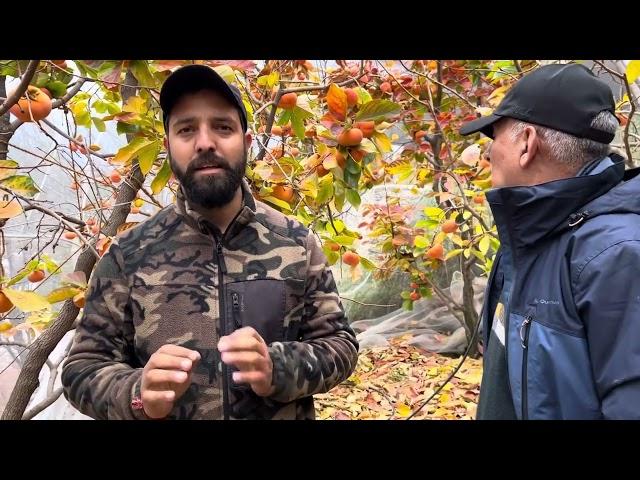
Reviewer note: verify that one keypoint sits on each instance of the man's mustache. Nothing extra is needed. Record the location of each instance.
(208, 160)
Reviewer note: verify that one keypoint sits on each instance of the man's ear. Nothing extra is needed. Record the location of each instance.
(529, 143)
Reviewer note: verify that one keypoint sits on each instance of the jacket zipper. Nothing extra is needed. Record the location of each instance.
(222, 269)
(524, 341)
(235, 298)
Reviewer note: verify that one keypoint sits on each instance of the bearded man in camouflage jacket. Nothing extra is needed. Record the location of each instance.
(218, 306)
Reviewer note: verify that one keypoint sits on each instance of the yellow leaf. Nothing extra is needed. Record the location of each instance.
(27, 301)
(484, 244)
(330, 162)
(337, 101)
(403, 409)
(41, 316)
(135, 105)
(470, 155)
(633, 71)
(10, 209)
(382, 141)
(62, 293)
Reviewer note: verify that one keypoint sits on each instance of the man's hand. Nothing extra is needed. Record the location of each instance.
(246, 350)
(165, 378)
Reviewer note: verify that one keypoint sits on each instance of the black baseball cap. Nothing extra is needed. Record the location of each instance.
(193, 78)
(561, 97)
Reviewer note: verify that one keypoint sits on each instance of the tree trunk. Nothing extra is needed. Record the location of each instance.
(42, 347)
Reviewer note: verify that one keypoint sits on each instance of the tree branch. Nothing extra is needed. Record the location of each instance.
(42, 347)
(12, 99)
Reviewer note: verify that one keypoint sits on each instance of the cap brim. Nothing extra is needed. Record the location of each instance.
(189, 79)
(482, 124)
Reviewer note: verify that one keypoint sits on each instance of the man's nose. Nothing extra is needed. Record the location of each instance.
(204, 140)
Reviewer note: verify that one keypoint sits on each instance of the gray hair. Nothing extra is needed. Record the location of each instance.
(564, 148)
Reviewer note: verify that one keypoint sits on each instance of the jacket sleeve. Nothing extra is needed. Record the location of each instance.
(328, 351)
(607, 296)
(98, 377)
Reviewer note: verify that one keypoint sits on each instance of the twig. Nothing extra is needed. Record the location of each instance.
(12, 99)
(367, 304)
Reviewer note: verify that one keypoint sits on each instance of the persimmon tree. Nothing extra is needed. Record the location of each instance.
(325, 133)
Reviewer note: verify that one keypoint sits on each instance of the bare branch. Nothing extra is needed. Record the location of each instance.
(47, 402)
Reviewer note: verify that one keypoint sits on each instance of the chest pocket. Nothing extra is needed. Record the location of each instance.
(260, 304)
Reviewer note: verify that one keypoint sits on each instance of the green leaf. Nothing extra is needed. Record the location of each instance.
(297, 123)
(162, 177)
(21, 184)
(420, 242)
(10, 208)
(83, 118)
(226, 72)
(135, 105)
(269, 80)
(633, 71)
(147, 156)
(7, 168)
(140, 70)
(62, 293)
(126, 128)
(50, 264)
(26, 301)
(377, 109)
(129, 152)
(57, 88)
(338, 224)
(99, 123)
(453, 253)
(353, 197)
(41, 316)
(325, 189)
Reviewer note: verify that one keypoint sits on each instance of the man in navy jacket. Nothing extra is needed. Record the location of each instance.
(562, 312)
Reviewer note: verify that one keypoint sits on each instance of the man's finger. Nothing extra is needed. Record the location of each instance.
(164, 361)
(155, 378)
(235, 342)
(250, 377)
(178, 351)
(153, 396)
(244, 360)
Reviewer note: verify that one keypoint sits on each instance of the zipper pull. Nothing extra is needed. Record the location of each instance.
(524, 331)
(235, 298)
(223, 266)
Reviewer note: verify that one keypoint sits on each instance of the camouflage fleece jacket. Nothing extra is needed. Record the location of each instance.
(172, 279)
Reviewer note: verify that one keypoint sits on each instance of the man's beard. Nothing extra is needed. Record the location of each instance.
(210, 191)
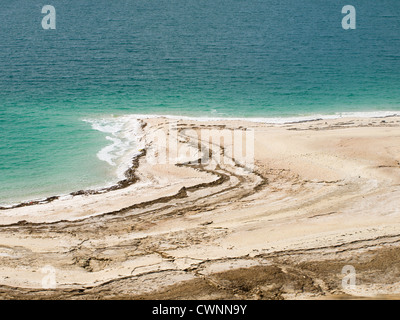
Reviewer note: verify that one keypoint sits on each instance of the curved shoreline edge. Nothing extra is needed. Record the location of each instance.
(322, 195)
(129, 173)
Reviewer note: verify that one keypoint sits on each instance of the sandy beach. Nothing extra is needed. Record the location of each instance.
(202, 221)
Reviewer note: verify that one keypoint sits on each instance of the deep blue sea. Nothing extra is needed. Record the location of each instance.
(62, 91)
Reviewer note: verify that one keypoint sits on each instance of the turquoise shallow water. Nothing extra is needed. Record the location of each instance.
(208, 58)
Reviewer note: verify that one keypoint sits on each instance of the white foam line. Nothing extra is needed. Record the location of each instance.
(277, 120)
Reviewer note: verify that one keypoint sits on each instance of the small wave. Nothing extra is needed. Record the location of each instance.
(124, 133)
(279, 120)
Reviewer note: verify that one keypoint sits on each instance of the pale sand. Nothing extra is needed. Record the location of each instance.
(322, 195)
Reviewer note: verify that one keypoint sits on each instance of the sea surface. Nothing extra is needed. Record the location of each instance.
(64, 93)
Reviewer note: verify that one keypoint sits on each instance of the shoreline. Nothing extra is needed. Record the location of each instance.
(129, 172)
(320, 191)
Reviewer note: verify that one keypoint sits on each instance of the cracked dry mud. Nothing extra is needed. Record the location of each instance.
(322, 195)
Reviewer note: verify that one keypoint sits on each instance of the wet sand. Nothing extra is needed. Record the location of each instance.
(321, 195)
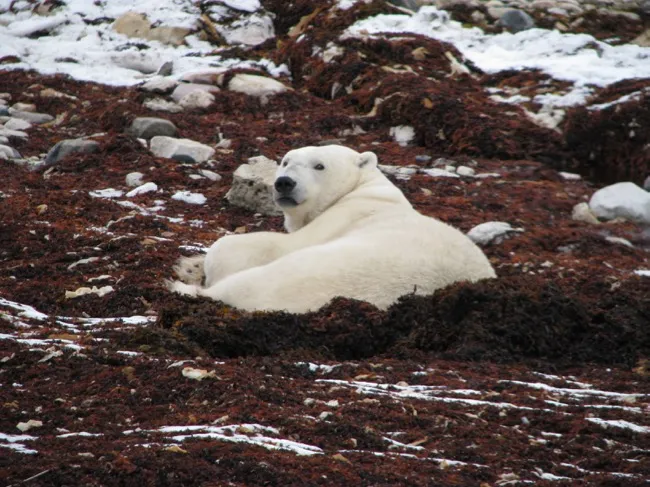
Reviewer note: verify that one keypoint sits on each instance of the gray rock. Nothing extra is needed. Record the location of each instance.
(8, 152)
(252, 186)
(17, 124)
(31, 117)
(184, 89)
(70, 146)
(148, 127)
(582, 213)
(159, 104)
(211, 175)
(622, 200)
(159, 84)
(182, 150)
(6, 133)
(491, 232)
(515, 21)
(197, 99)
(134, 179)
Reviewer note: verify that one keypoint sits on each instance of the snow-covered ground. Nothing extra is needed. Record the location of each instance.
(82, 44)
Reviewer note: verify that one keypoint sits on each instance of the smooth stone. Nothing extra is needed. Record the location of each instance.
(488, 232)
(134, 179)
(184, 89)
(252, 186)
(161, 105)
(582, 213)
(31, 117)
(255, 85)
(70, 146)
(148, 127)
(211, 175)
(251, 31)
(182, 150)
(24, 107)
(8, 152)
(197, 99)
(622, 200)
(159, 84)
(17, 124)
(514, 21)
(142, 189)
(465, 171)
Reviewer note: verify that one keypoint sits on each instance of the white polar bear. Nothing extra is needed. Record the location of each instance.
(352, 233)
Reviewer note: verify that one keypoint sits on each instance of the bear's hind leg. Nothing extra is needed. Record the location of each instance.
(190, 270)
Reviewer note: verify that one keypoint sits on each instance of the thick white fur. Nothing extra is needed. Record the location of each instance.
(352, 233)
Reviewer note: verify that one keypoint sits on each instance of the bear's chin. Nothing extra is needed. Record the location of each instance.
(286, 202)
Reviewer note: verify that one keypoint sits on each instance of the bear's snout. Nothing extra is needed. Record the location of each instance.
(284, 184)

════════════════

▶ [Work instructions]:
Without including any pictures, output each entry above exactly as it appears.

▶ [Final answer]:
Reviewer note: verify that one keypoint sits on each instance of the man's mustache. Nothing extra is needed. Record the location of each instance.
(208, 160)
Reviewer note: verify that one keypoint sits on each instance of the man's ear. Nothing extra is needed. Record the location of each instance.
(529, 143)
Reviewer note: verify that one keypoint sits on each instance of the jacket zipper. Nothing extra is needed. Record the location of each instance.
(222, 269)
(524, 341)
(235, 298)
Reviewer note: verify that one keypoint sits on each instance of the bearded man in camouflage jacket. Nothing extra is needed. Record the location of each instance.
(218, 306)
Reviewer note: verify that one keypoint sits on each instance of the yellow leaf. Nothing extra is needed. Record the location of each instance.
(27, 301)
(484, 244)
(330, 162)
(337, 101)
(403, 409)
(41, 316)
(135, 105)
(470, 155)
(633, 71)
(10, 209)
(382, 141)
(62, 293)
Reviewer note: verify that one keypoint sits on each instance of the man's hand. Nothing extra is needed. Record the location of each instance.
(246, 350)
(165, 378)
Reviewer note: verify that one keypoint sits on each instance of the black baseball cap. Nothing extra is needed. Record the location of each instance.
(193, 78)
(561, 97)
Reviewer note: verify that one keypoint sits on each instance of the tree trunk. Nothing extra is needed. Record the location of each instance.
(42, 347)
Reviewer note: verify that one keypoint sits on each instance of the tree branch. Nothing extra is needed. Record the location of each instance.
(42, 347)
(12, 99)
Reviewer note: verify that one keypoint sits on each instance of the cap brim. Nothing extra is needed. Record the location of each instance.
(189, 79)
(482, 124)
Reviewer note: verify that one keypoint sits on each instance of the man's nose. Nothing extra is needed. Record the location of each instance.
(204, 140)
Reviewer note: verify that one keypoint sits on each instance of the gray hair. Nothing extra is needed. Record the location of each instance.
(564, 148)
Reviewer note: verify that one keypoint sits on each instance of the jacket sleeve. Nothing extra is needed. Record the location of each instance.
(328, 351)
(607, 296)
(98, 377)
Reviewer note: verify that one keypoint sits on each instance of the twig. Nothing extra is needed. Record the location of each instance.
(12, 99)
(367, 304)
Reviewer note: verify that one keypoint sits on each instance of the persimmon tree. Nothing extra is needed. Record the location of each instance.
(325, 133)
Reviewer note: verify that one keypoint sits on each instance of the bare branch. Nothing extra is needed. Record the location of each instance.
(47, 402)
Reviewer note: verify that one keypoint sits on each instance of the chest pocket. Nothing extra is needed. Record the location of each instance.
(260, 304)
Reviewer note: verify that one keypoint sits on each instance of the green leaf. Nothing extra is needed. Record the location of each instance.
(297, 123)
(162, 177)
(21, 184)
(420, 242)
(10, 208)
(83, 118)
(226, 72)
(135, 105)
(269, 80)
(633, 71)
(147, 156)
(7, 168)
(140, 70)
(62, 293)
(126, 128)
(50, 264)
(26, 301)
(377, 109)
(129, 152)
(57, 88)
(338, 224)
(99, 123)
(453, 253)
(353, 197)
(41, 316)
(325, 189)
Reviewer note: verify that one keypoint sits on each instance of the man in navy jacket. Nothing extra is needed. Record the location of each instance.
(562, 312)
Reviewer note: verify that one keypoint sits on each instance of the man's finger. Nothing extra is needed. Record the location of each instance.
(164, 361)
(155, 378)
(235, 342)
(250, 377)
(178, 351)
(153, 396)
(244, 360)
Reviewer note: verify that one keypoint sits on each instance of the zipper pull. Nothing extra is needed. Record the location of each instance.
(524, 331)
(235, 298)
(223, 266)
Reviewer note: verify that one keypoint sits on each instance of the camouflage fleece jacket. Nothing extra is needed. Record the location of each instance.
(172, 279)
Reviewer note: verify that one keypoint sits on each instance of the man's beard. Nothing extra is needed. Record the location of each instance.
(210, 191)
Reviewer note: verify that one keypoint sits on each instance of the curved shoreline edge. Nothing extra is needed. Record the location of each instance.
(322, 195)
(129, 173)
Reviewer note: verify that one keypoint sits on each instance of the sandy beach. Nothing extra is needed. Record the location of each instance.
(202, 221)
Reviewer note: verify that one keypoint sits on each instance of the deep blue sea. Nothing extra is needed. Record the location of each instance.
(62, 91)
Reviewer note: verify that one keypoint sits on each instance of the turquoise shallow water. Nothing extra is needed. Record the location of each instance.
(208, 58)
Reviewer note: verify that one keypoint sits on each instance of the white foam line. Nothing extra is needed. Record the location of each instance.
(277, 120)
Reviewer note: verify that one keypoint sits on each instance of the small wave. Nothing extra is needed. Record the location of each instance.
(124, 133)
(279, 120)
Reviewer note: verify that one keypoint sits on each instance of the pale sand. Nothing extra is needed. Record the location of each instance.
(322, 195)
Reviewer note: verify that one keypoint sits on each instance of the sea surface. Nothing extra is needed. Record the location of each instance.
(64, 93)
Reviewer note: verify that one keypoint sits on each instance of the shoreline. Nothing extra is needed. Record the location of each instance.
(129, 172)
(320, 191)
Reviewer note: verify that one keypoint sits on each instance of the cracked dry mud. Nothing extra is needed. Record the location of each instance.
(322, 195)
Reviewer note: verify that one keypoint sits on each instance of the wet sand. Nothing extra is needed. Record the location of each instance.
(321, 195)
Reviewer note: verify that one keypoint sits on each instance of the gray rock. Nothing extra is needed. Record the location of each instance.
(8, 152)
(252, 186)
(17, 124)
(31, 117)
(184, 89)
(70, 146)
(148, 127)
(582, 213)
(159, 104)
(211, 175)
(622, 200)
(159, 84)
(182, 150)
(6, 133)
(491, 232)
(515, 21)
(197, 99)
(134, 179)
Reviewer note: verify that one keypoint sits on each instance of the snow-covered ground. Nothing extra is needed. Record the location of each instance.
(82, 44)
Reviewer note: verify that one keypoint sits on each instance of the smooth stone. Nothing extra is needed. Record the location of each instance.
(488, 232)
(134, 179)
(184, 89)
(252, 186)
(161, 105)
(582, 213)
(31, 117)
(255, 85)
(70, 146)
(148, 127)
(211, 175)
(251, 31)
(182, 150)
(24, 107)
(8, 152)
(197, 99)
(622, 200)
(159, 84)
(17, 124)
(514, 21)
(142, 189)
(465, 171)
Reviewer note: verify that one keypoint sits on each instance of the white polar bear. Nothing extra is needed. Record the location of each instance.
(352, 233)
Reviewer note: verify that one keypoint sits on each instance of the bear's hind leg. Nothing extra is needed. Record the location of each instance.
(190, 270)
Reviewer note: verify that one keypoint sits on each instance of the thick white fur. Nothing extra is needed. Record the location of each instance.
(352, 233)
Reviewer note: verify that one keypoint sits on each instance of the bear's chin. Nothing extra is needed. Record the location of each instance.
(286, 202)
Reviewer note: verify that one keypoint sits on each instance of the bear's snout. Nothing extra is needed. Record the location of each instance.
(284, 184)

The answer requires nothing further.